## WHAT THE TASK REQUIRES
Write out the material exactly, without any of its pictures.

:: DATA SUPPLIED ::

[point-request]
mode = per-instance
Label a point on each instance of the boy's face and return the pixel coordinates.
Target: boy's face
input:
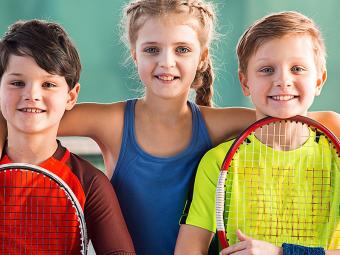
(33, 100)
(282, 77)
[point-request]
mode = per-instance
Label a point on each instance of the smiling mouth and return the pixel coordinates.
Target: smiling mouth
(283, 98)
(31, 110)
(166, 77)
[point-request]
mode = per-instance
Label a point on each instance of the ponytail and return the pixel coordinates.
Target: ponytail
(203, 84)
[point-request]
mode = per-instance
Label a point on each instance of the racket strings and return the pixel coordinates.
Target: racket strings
(36, 215)
(281, 188)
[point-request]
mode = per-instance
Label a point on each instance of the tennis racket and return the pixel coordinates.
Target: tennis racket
(39, 213)
(280, 183)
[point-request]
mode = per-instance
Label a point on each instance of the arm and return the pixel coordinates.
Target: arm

:::

## FINISHED EXERCISE
[point-request]
mode = per-instance
Label a point on each instance of the boy's face and return the pixel coordinates.
Target: boy's face
input:
(33, 100)
(282, 77)
[point-request]
mode = per-instance
Label a point on each instance of the smiling mouth and return the pixel coordinates.
Target: smiling mouth
(283, 98)
(31, 110)
(166, 77)
[point-request]
mode = per-instance
Label a point on each instance of the ponytail and return the pixel coordinates.
Target: ponytail
(203, 84)
[point-request]
mode = per-instance
Label a point on each instance of the racket strings and return the pixel coordinates.
Target: racket strings
(36, 215)
(281, 188)
[point-request]
mode = per-instance
Label a point on each instance of the tennis racket and return the pixel coordinates.
Target: tennis racket
(39, 213)
(280, 183)
[point-request]
mode = per-instance
Label a point on each instance of the arm and return the pixel coordinates.
Target: arm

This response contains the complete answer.